▶ [THE REQUEST] Can you output the material exactly as written, minus any pictures it holds?
+===+
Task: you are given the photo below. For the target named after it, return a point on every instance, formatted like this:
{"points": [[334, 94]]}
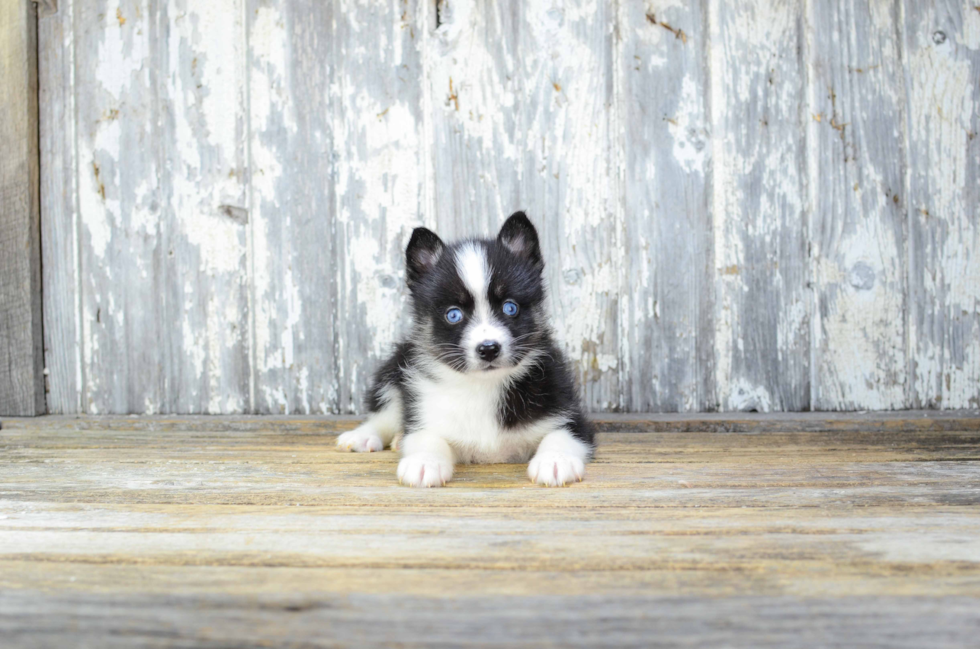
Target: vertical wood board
{"points": [[758, 204], [942, 59], [21, 339], [856, 157], [667, 317]]}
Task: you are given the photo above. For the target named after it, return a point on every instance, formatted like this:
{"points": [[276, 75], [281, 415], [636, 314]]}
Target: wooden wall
{"points": [[21, 338], [767, 205]]}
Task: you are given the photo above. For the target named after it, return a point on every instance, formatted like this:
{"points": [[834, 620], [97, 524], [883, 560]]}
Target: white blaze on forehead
{"points": [[473, 269]]}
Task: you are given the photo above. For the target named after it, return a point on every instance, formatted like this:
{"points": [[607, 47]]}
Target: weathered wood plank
{"points": [[762, 342], [60, 218], [21, 338], [856, 156], [568, 180], [337, 187], [641, 621], [473, 131], [160, 164], [380, 177], [942, 68], [200, 63], [668, 319], [216, 538]]}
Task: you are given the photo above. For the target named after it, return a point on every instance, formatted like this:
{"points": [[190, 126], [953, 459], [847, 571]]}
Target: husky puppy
{"points": [[479, 379]]}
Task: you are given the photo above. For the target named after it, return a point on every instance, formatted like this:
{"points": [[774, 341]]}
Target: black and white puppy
{"points": [[480, 379]]}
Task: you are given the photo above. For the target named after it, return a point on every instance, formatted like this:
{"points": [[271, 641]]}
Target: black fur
{"points": [[546, 389]]}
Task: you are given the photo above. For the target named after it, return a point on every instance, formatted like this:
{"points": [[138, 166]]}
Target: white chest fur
{"points": [[463, 410]]}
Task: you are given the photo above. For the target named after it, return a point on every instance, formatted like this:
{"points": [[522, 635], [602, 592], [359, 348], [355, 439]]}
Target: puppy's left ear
{"points": [[520, 237]]}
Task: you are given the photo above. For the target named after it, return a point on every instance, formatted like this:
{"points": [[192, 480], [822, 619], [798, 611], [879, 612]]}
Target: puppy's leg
{"points": [[379, 430], [427, 461], [560, 459]]}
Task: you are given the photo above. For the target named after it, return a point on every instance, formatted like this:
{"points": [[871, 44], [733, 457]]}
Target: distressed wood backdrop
{"points": [[766, 205]]}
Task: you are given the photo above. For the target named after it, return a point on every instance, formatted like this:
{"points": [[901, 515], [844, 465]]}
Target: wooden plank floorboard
{"points": [[238, 532]]}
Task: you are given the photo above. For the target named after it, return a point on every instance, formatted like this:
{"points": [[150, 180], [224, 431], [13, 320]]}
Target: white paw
{"points": [[362, 439], [553, 469], [424, 470]]}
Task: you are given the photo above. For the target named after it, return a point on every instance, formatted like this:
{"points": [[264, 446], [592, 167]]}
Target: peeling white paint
{"points": [[170, 131]]}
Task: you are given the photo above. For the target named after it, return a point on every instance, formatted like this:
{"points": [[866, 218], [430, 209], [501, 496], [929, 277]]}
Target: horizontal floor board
{"points": [[179, 533]]}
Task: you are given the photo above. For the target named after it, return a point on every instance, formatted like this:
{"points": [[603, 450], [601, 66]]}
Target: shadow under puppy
{"points": [[479, 379]]}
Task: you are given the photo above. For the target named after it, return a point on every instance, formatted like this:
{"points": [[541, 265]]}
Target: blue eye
{"points": [[454, 315]]}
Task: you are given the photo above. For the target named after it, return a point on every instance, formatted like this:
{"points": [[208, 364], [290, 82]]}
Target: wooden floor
{"points": [[855, 531]]}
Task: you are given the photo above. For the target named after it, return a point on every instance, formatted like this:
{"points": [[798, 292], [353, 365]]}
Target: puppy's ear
{"points": [[520, 237], [423, 252]]}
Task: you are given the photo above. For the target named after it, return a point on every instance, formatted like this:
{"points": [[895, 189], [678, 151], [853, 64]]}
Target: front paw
{"points": [[424, 470], [362, 439], [553, 469]]}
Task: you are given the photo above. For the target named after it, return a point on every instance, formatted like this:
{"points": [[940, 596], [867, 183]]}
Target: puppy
{"points": [[479, 379]]}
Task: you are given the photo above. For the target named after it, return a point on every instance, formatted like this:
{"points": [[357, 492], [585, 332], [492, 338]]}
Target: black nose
{"points": [[488, 350]]}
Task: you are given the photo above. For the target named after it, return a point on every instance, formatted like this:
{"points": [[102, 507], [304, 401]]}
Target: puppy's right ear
{"points": [[423, 252]]}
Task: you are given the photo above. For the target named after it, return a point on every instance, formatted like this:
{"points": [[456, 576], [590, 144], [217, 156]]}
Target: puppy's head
{"points": [[478, 303]]}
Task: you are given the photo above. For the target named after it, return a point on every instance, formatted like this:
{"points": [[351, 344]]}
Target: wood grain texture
{"points": [[21, 338], [337, 187], [942, 65], [60, 219], [668, 319], [159, 165], [765, 206], [761, 307], [857, 157], [230, 534]]}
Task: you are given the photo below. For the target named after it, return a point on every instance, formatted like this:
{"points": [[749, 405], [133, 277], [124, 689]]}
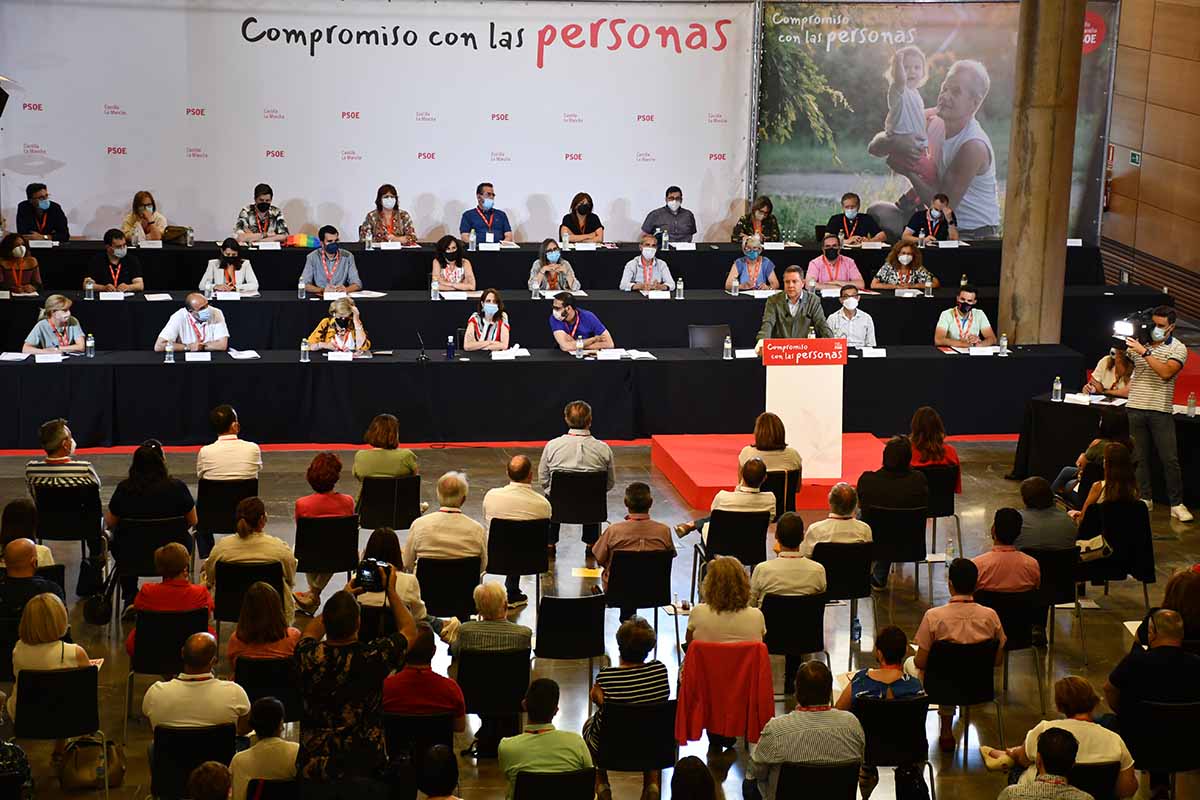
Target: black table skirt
{"points": [[706, 268], [1053, 435], [277, 320], [127, 397]]}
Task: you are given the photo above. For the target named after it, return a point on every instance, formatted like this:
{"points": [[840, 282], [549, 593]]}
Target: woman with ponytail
{"points": [[251, 545]]}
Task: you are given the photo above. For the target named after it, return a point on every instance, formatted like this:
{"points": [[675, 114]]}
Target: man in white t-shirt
{"points": [[196, 326], [196, 698]]}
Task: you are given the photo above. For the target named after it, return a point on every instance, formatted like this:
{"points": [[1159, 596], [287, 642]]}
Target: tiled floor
{"points": [[984, 489]]}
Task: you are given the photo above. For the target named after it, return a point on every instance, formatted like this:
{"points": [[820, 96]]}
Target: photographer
{"points": [[1151, 413]]}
+===+
▶ [REPLY TO THE TASK]
Task: you are given the photo below. For the target named after it, return a point on every instance, formatted like this:
{"points": [[334, 94]]}
Target: vertical wood board
{"points": [[758, 204], [942, 59], [21, 339], [856, 157], [667, 317]]}
Task: you are given the photo above. For the target named after it, return a point on every instance, formatted like this:
{"points": [[276, 75], [281, 415], [636, 314]]}
Target: wooden wall
{"points": [[21, 338], [767, 205]]}
Task: you are given the photo above. For the target named after it, return a point on every instance, formatted like this:
{"points": [[834, 620], [97, 524], [883, 560]]}
Target: white blaze on forehead
{"points": [[473, 269]]}
Task: you are given the photo above. For the target named after it, return a point on every instance, formatted like this:
{"points": [[607, 47]]}
Target: weathered wood plank
{"points": [[762, 342], [60, 218], [21, 338], [856, 156], [568, 180], [337, 187], [641, 621], [473, 131], [160, 164], [380, 177], [942, 68], [200, 63], [668, 319], [216, 538]]}
Task: you are given the photo above. For the target named after it, return a point on every instance, formatted like this:
{"points": [[190, 126], [953, 459], [847, 571]]}
Target: husky puppy
{"points": [[479, 379]]}
Task: you are given the photo above. For the target named after it, return a point on every instance, formatted like this:
{"points": [[774, 341]]}
Target: black and white puppy
{"points": [[480, 379]]}
Task: you are given the photo above. For the target named after it, return a point on every instance, formatted like this:
{"points": [[271, 641]]}
Target: black fur
{"points": [[546, 389]]}
Task: you are given the photo above. For the target named after it, return a point on every instance, formatted like this:
{"points": [[138, 166]]}
Target: white chest fur
{"points": [[463, 410]]}
Task: you are given the photo above. For the target named after it, return a point on every instance, formatted like this:
{"points": [[522, 635], [602, 592], [359, 348], [355, 439]]}
Target: puppy's left ear
{"points": [[520, 237]]}
Task: you are given the photo above. For the target named after it, return a point on every instance, formatted like this:
{"points": [[192, 480], [822, 619], [798, 611], [879, 612]]}
Target: puppy's leg
{"points": [[379, 430], [427, 461], [560, 459]]}
Task: you are given the photo above. For the target named after it, return a point on every instance, formatted like this:
{"points": [[871, 44], [733, 457]]}
Target: distressed wood backdrop
{"points": [[766, 205]]}
Task: you are given the photo above. For the target named after it, return a point on every instance, formatted like this:
{"points": [[901, 515], [844, 465]]}
Target: wooden plank floorboard
{"points": [[238, 532]]}
Task: you are given the photo above. For the target named after it, return a point on every instance, formatted like this:
{"points": [[150, 180], [224, 431], [13, 320]]}
Target: white paw
{"points": [[362, 439], [553, 469], [424, 470]]}
Task: you are given the photo above. For the target named after it, return a point on every instance, formatted like this:
{"points": [[264, 446], [592, 167]]}
Target: peeling white paint
{"points": [[170, 131]]}
Task: you are given the photo above. For the target named after it, return a point on every instance, formatted like this:
{"points": [[866, 218], [430, 209], [501, 496], [929, 277]]}
Target: horizontal floor board
{"points": [[179, 533]]}
Task: you are given the photo above. For the target named after it, return a point on every instance, formatted like this:
{"points": [[603, 450], [601, 66]]}
Target: shadow under puppy
{"points": [[479, 379]]}
Task: you are given the photo above. For the target named after it, return a point on every instance, formatted like this:
{"points": [[541, 265]]}
Target: blue eye
{"points": [[454, 315]]}
Task: you are given the photo above. For the target named after it, return a point on every instance, formatted like this:
{"points": [[208, 364], [290, 82]]}
Target: wooden floor
{"points": [[855, 531]]}
Task: you are given the photo above. For the target named after it, return a point on every instance, formatted like this:
{"points": [[798, 292], [353, 365]]}
Target: puppy's ear
{"points": [[520, 237], [423, 252]]}
Task: you are given the photo above. For the target named after it, return a point on every instance, formatted like this:
{"points": [[895, 189], [678, 151], [853, 64]]}
Target: front paw
{"points": [[424, 470], [362, 439], [553, 469]]}
Task: you are given the photo above. For the target named after it, return a point on every instance, formatted like this:
{"points": [[940, 596], [867, 183]]}
Target: puppy
{"points": [[479, 379]]}
Task: you are given the photo above. For the target named after it, return a point on every instance, formatted like this:
{"points": [[357, 492], [585, 332], [492, 338]]}
Target: black nose
{"points": [[488, 350]]}
Task: you are given the photo above. For the target named after it, return a point on every instance, formatted like this:
{"points": [[102, 507], [304, 401]]}
Target: puppy's right ear
{"points": [[423, 252]]}
Task: you are given the photo above. For the target named after it, return a point on every instance, formatted like this:
{"points": [[456, 576], [590, 144], [217, 156]]}
Target: puppy's head
{"points": [[478, 303]]}
Task: you are given the photo above. For the target named after it, return a point on every instance, formatted like this:
{"points": [[351, 344]]}
Target: wood grain texture
{"points": [[21, 338], [337, 187], [942, 65], [60, 219], [668, 319], [159, 165], [765, 206], [761, 307], [857, 157], [230, 534]]}
Task: you are given the photo below. For the target named after it, return a point on every instance, formatted like this:
{"points": [[749, 405], [133, 277], [124, 689]]}
Target: black table skirt
{"points": [[706, 268], [1053, 435], [277, 320], [127, 397]]}
Task: you are given the photo above. For the target named after it, return a point on every instance, formatted like this:
{"points": [[840, 282], [549, 593]]}
Target: woman with ponytail
{"points": [[251, 545]]}
Task: you are given the photo above. For the target named after it, return a point on every instance, formatted like this:
{"points": [[675, 114]]}
Target: man in white t-shirt
{"points": [[196, 326], [196, 698]]}
Task: you are given the photo above. For the target named after it, return a point on every instance, formatted like this:
{"points": [[1159, 596], [287, 642]]}
Target: tiled floor
{"points": [[984, 489]]}
Task: you are given the photo above. For the target named after it, return a point on every instance, formatted like this:
{"points": [[820, 96]]}
Target: photographer
{"points": [[1151, 413]]}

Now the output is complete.